My friend Avery Dulles was given the red hat late in life. But he continued to repair his shoes with tape and accept criticism with humility

A quarter of a century of friendship with Cardinal Avery Dulles, SJ, who died 10 years ago this month, left me with many happy memories. Two of them involve his investiture as a cardinal in February 2001 and bring his accomplishment as a theologian into focus.

On the evening of February 23, Cardinal Dulles celebrated Mass while taking possession of his Roman “title”, Holy Names of Jesus and Mary. It was a typically deft John Paul II touch to give the new American cardinal the church where one of Dulles’s heroes, Robert Bellarmine, had preached during the Counter-Reformation as his titular pastorate.

What was most striking about the Mass, however, was Cardinal Dulles’s appearance. I think all of his friends were a bit stunned seeing him for the first time wearing the mitre and carrying the crozier appropriate to his new dignities. Then the author Joseph Bottum captured the moment perfectly in a stage whisper: “Now we know what Abraham Lincoln would have looked like in full pontificals.”

Two days earlier, after receiving the red hat at a public consistory in St Peter’s Square, Cardinal Dulles met admirers at a reception in the cortile of the North American College. Feeling the effects of the post-polio syndrome that would eventually take his life, the cardinal asked for a chair so he could sit while greeting well-wishers. As I watched, I was struck by the remarkable resemblance between the American Jesuit and another of his heroes, John Henry Newman, as painted by Emmeline Deane in the National Portrait Gallery.

Lincoln and Newman help us understand some important things about Avery Dulles, theologian.

Like the 16th president, Dulles was quintessentially American, and not only because he descended from a distinguished American family. He was a distinctively American thinker in that, while he appreciated the renaissance in speculative theology that had taken place in Catholicism throughout the 20th century, his own theological work was quite concrete, shaped more by the life of the Church than by attempts to cope with the legacy of Immanuel Kant. Moreover, he had a singular capacity to “translate” speculative theology into crisp, readable American English. No one needed a graduate degree to think with Avery Dulles; you only had to be willing to work through an argument with an author who valued the clarity that comes from the indicative. That literary craftsmanship continued to the end. In his last days, when an old friend, Fr Robert Imbelli, asked the cardinal if there was anything he could do for him, Dulles pecked out on the keyboard with which he communicated after post-polio took away his voice: “Put some more paper into the printer.”

# PROVIDED DATA
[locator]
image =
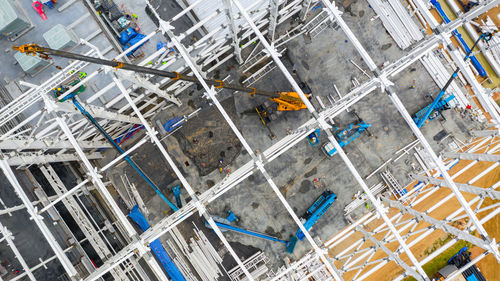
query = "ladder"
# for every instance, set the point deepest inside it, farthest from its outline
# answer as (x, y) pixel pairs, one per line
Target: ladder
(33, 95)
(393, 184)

...

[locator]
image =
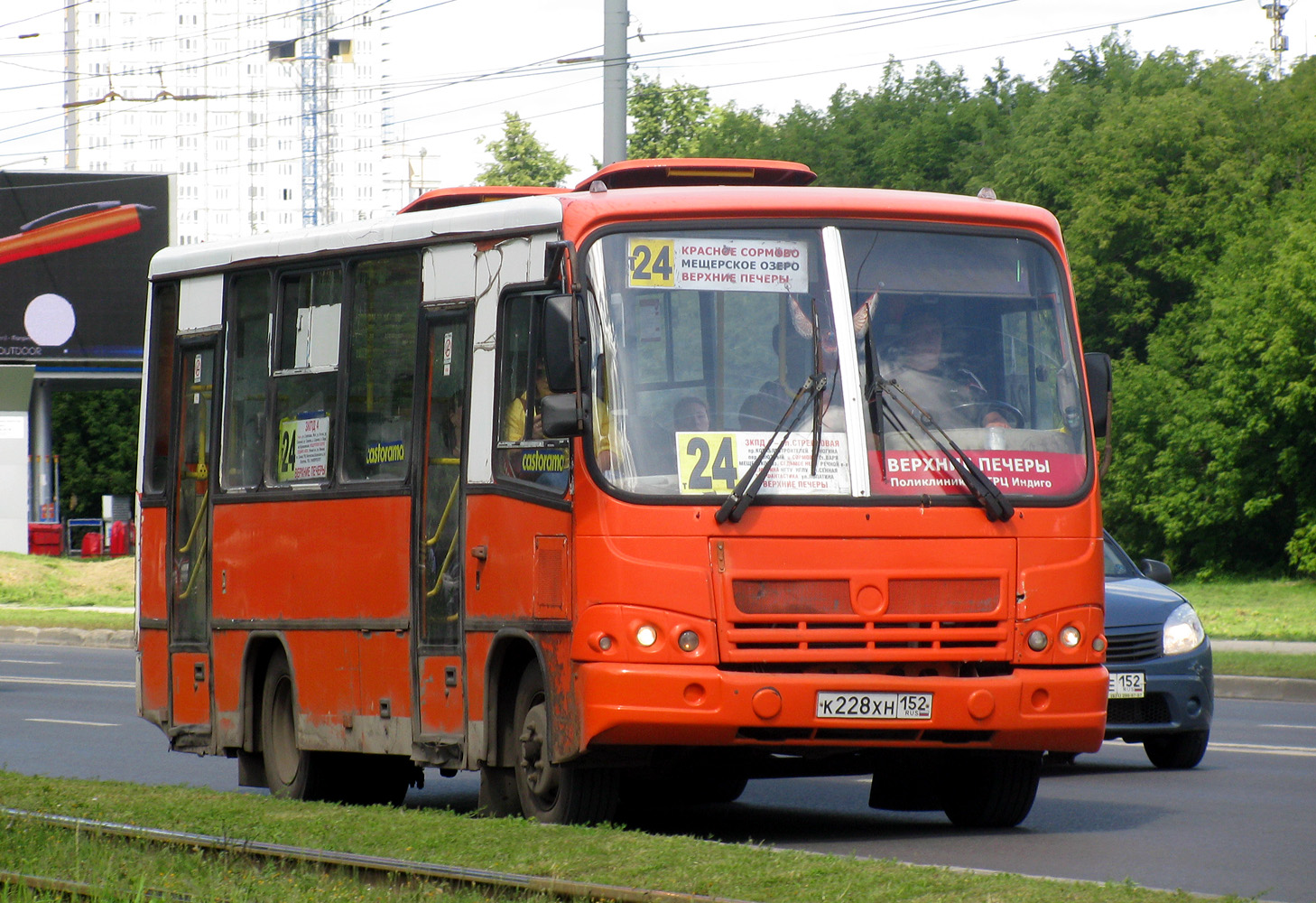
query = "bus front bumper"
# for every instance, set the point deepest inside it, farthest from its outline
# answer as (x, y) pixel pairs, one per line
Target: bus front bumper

# GIVEN TASK
Decide whether each of these statements agrees with the piece on Cardinal Avery Dulles, answering yes or no and quoting the words of the piece that settle it: (a) Dulles received the red hat at a public consistory in St Peter's Square; (b) the titular church given to Dulles was one where John Henry Newman had preached; (c) Dulles asked for a chair at the reception because of a broken leg. The entries were drawn from a different source than the piece on Cardinal Avery Dulles.

# RESULT OF THIS TASK
(a) Yes: "after receiving the red hat at a public consistory in St Peter’s Square"
(b) No: "the church where one of Dulles’s heroes, Robert Bellarmine, had preached during the Counter-Reformation"
(c) No: "Feeling the effects of the post-polio syndrome that would eventually take his life, the cardinal asked for a chair"